» Items from a dataset:
** start **

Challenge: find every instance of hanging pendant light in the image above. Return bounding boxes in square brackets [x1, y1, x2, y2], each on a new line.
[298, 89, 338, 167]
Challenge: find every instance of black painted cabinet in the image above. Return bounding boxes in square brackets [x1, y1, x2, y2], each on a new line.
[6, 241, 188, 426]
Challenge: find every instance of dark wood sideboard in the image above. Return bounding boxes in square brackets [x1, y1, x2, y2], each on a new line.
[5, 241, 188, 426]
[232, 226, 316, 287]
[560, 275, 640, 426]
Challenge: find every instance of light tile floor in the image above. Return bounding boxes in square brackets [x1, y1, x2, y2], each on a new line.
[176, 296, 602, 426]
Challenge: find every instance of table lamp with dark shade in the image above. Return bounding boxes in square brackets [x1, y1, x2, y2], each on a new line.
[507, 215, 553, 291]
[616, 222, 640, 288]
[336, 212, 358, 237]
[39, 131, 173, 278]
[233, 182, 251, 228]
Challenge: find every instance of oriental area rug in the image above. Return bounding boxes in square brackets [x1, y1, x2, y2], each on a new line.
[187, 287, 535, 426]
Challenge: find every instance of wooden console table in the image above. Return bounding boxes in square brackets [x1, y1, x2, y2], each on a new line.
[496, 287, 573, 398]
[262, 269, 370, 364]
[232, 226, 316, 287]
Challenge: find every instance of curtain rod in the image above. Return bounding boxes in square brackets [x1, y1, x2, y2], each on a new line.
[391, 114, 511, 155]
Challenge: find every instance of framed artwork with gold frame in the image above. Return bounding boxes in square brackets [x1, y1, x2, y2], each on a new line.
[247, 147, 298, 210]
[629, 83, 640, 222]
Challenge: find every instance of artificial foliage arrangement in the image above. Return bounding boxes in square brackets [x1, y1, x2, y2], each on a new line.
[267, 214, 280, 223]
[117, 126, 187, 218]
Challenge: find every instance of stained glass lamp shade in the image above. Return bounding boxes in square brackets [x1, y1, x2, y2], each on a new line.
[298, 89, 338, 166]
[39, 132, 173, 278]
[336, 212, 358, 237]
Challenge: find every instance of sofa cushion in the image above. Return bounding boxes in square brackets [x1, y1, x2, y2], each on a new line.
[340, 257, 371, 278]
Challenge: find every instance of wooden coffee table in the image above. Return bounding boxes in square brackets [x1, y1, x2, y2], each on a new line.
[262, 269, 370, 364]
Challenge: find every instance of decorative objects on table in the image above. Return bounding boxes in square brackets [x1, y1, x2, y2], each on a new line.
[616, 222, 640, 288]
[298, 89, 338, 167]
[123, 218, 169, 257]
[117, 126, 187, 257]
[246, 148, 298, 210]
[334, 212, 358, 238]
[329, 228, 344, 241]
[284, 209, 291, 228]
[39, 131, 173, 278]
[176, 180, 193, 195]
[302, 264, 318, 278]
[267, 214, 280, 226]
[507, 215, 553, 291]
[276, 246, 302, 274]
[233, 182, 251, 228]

** end **

» EXERCISE: Count the lines above that contain the word "objects", and give only the number.

» WRITTEN SOLUTION: 1